Descrizione del problema
Conta le righe qui sotto che contengono la parola "wooden" e indica solo il numero.

── Elenco ──

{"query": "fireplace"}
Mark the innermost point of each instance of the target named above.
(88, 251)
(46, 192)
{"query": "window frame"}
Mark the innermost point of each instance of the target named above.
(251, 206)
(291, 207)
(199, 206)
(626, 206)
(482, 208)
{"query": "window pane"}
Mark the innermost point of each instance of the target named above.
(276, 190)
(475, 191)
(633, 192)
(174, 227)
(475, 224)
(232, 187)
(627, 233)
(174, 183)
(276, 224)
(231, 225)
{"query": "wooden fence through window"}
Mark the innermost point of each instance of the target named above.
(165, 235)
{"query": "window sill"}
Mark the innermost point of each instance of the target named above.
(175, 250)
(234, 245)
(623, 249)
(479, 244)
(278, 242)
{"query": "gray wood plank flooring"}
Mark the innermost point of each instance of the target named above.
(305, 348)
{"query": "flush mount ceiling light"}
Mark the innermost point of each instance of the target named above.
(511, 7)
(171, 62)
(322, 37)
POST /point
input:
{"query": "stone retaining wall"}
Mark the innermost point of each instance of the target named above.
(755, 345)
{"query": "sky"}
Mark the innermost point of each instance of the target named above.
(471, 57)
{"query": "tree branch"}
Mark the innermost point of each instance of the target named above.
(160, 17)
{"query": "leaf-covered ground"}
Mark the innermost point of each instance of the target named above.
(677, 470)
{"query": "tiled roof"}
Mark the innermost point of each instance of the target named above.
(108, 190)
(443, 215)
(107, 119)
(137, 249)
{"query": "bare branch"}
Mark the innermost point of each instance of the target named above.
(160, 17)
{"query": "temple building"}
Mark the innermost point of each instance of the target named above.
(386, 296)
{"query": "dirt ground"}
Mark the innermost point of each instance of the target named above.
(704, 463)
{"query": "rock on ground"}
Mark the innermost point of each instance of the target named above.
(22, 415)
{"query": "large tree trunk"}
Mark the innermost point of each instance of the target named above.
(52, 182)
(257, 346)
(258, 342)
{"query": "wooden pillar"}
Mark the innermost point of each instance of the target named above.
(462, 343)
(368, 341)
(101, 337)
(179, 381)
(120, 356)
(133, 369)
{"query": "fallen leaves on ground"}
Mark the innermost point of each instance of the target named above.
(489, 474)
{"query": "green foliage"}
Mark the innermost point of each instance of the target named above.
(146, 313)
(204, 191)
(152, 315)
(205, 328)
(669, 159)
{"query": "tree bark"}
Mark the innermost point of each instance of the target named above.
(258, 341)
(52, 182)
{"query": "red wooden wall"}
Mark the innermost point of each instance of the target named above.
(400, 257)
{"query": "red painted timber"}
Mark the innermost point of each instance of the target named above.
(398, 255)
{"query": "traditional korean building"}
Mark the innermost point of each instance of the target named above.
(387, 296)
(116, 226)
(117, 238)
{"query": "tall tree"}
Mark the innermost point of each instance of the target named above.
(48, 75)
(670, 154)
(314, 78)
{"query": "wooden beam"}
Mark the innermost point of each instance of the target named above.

───

Soluzione
4